## [Request A]
From the sed thread, extract the passage from "some of the" up to and including "before the LOB)", copying it word for word.
## [Request B]
Decide whether each statement agrees with the sed thread, answering yes or no and quoting the words that decide it: (i) The asker can assume the quoted string starts with L_ and ends in a 10-character number. (ii) Answer 1 advises escaping the double quotes when using echo with double quotes in the string. (iii) The asker already knows how to combine the grep and sed commands.
## [Request C]
Carry on the thread about replacing text with sed, starting after its final sentence.

## [Quoted text]
.....

How to use sed to replace partial of a find

Question

some of the lines in a file look like this:

 LOB ("VALUE") STORE AS SECUREFILE "L_MS_WRKNPY_VALUE_0000000011"(
 LOB ("INDEX_XML") STORE AS SECUREFILE "L_HRRPTRY_INDX_L_0000000011"(

What I can assume is that in the "*" the string starts with an L_ and ends in 10 chars number.

I want for each line that:

1. start with LOB (white-space before the LOB)
2. inside "" the first two letters are L_
3. line always ends with "(

replace the last 10 chars in the "" with variable.

all I manage to do is: cat /tmp/out.log | sed 's/_[0-9_]*/$NUM/g' > /tmp/newout.log

to find the required rows I run: grep "^ LOB" create_tables_clean.sql | grep "\"L_"

However I dont know how to combine the two and get what I wish.

Answer 1

several useless characters are in accepted sed command, here is shorter one.

sed -r 's/(LOB.*"L_.*)([0-9]{10})("\()/\1'$myVar'\3/' file

Second, @Basti M, when you need echo with double quotes in string, use singe quotes, then you needn't escape the double quotes.

echo 'LOB ("VALUE") STORE AS SECUREFILE "L_MS_WRKNPY_VALUE_0000000011"('

Answer 2

sed -r 's/(\sLOB.*"L_.+_)([0-9]{10})("\()/\1'$myVar'\3/'

Replace $myVar with your variable, obviously.

.....

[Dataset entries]

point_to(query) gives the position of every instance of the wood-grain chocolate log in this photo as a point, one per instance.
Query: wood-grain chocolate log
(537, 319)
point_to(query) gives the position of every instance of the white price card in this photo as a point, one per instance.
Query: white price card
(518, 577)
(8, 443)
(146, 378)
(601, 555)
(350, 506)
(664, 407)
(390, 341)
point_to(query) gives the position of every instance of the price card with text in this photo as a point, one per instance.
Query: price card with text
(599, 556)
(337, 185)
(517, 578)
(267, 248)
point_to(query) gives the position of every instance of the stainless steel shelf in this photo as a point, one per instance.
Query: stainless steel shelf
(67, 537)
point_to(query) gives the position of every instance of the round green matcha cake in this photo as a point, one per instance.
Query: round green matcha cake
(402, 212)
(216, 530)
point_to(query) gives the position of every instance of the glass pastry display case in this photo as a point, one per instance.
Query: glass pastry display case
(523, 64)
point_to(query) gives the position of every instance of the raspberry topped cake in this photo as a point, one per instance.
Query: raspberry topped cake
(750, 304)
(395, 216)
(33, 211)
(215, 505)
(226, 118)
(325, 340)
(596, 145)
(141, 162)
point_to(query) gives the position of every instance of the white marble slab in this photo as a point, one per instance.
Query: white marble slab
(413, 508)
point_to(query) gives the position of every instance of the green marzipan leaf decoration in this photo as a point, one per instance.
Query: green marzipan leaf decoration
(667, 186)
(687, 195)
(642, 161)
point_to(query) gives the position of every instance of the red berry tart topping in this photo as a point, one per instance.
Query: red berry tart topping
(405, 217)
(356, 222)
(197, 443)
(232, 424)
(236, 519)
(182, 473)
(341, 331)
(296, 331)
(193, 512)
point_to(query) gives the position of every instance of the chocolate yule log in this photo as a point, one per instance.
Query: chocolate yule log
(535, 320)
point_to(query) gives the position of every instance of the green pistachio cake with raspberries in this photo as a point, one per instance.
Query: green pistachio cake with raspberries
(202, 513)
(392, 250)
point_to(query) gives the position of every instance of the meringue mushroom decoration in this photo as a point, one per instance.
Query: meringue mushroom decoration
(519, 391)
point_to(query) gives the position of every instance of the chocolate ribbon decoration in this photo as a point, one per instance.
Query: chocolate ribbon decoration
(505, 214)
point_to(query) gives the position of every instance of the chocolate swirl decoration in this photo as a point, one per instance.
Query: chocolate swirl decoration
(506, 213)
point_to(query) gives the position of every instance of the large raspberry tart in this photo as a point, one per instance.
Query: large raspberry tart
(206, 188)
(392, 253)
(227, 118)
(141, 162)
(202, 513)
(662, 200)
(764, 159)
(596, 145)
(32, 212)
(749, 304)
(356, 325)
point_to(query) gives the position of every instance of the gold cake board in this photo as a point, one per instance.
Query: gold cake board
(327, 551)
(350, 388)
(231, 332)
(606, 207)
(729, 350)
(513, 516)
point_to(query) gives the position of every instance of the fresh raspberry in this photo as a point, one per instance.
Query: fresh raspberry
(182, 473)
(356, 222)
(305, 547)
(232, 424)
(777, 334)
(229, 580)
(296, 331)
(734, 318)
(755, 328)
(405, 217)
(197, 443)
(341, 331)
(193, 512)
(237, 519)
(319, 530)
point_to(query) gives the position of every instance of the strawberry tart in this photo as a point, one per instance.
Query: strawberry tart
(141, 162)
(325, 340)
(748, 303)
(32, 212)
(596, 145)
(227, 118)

.....

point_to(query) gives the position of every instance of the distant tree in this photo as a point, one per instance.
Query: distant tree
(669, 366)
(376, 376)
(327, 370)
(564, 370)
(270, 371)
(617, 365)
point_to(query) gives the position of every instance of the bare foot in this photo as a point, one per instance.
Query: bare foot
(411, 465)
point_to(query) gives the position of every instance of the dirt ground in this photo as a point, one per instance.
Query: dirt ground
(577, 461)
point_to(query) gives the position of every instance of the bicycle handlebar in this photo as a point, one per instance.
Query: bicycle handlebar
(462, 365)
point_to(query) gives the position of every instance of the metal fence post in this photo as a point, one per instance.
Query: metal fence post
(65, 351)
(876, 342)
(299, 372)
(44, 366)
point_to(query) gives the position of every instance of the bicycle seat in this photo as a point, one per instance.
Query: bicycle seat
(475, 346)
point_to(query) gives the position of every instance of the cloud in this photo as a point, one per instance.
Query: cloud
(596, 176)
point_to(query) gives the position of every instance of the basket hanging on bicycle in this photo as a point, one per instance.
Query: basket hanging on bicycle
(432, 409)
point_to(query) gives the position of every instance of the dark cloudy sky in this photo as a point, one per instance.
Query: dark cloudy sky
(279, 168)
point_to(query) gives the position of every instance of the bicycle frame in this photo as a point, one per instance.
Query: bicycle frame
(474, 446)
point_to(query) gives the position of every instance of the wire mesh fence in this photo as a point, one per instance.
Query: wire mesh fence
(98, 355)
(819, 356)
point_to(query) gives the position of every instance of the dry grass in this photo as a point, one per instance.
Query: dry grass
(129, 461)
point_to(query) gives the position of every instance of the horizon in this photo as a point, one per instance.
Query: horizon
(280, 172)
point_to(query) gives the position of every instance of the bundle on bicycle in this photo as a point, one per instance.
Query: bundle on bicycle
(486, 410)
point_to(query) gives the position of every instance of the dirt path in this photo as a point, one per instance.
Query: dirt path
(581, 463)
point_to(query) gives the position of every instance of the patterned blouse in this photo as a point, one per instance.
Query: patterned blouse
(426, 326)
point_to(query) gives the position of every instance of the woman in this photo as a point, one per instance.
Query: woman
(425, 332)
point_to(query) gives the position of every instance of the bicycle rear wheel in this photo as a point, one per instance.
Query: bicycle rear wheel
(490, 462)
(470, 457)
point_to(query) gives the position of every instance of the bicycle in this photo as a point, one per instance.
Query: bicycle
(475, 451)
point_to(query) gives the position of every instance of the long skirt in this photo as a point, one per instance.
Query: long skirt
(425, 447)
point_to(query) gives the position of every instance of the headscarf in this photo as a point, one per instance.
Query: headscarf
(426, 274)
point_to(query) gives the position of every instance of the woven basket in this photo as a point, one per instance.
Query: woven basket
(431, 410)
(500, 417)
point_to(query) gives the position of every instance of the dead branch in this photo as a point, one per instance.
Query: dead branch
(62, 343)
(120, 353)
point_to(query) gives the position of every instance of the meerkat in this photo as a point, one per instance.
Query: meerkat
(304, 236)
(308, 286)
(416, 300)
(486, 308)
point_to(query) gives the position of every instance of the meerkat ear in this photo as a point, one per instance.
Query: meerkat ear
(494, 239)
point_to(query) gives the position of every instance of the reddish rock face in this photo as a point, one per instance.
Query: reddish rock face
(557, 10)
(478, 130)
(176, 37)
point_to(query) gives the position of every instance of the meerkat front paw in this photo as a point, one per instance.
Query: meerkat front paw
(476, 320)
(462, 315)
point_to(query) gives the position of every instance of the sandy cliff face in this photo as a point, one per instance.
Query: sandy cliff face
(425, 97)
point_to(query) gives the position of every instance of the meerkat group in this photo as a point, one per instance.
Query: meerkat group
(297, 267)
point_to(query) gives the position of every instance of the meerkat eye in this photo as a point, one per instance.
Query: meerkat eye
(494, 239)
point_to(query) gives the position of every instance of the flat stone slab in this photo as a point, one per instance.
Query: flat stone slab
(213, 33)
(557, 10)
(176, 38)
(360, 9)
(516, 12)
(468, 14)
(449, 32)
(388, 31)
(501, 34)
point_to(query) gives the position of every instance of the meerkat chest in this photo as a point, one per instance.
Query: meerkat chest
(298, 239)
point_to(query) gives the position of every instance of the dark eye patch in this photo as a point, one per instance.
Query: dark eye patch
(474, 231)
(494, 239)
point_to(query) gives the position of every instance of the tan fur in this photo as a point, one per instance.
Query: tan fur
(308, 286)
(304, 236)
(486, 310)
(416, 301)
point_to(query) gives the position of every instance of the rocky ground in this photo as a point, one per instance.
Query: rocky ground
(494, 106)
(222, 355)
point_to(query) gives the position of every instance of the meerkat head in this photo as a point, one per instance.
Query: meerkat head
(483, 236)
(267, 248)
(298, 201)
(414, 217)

.....

## [Answer A]
some of the lines in a file look like this:

 LOB ("VALUE") STORE AS SECUREFILE "L_MS_WRKNPY_VALUE_0000000011"(
 LOB ("INDEX_XML") STORE AS SECUREFILE "L_HRRPTRY_INDX_L_0000000011"(

What I can assume is that in the "*" the string starts with an L_ and ends in 10 chars number.

I want for each line that:

1. start with LOB (white-space before the LOB)

## [Answer B]
(i) Yes: "What I can assume is that in the "*" the string starts with an L_ and ends in 10 chars number."
(ii) No: "use singe quotes, then you needn't escape the double quotes."
(iii) No: "However I dont know how to combine the two and get what I wish."

## [Answer C]
I made three capturing groups:

(\sLOB.*"L_.+_)  #catches everything until the 10 numbers
([0-9]{10})      #catches the 10 numbers
("\()            #catches the last "(

The first capturing group matches only if your line starts with LOB (with a preceeding whitespace) and contains "L_.
Then you simply substitute the second capturing group (containing only the 10 numbers) with your variable while keeping the first and third capturing group (\1'$myVar'\3).

Your whole call would look like

cat /tmp/out.log | sed -r 's/(\sLOB.*"L_.+_)([0-9]{10})("\()/\1'$NUM'\3/g' > /tmp/newout.log

(notice I added the g-modifier to the regex, so it will match every occurence)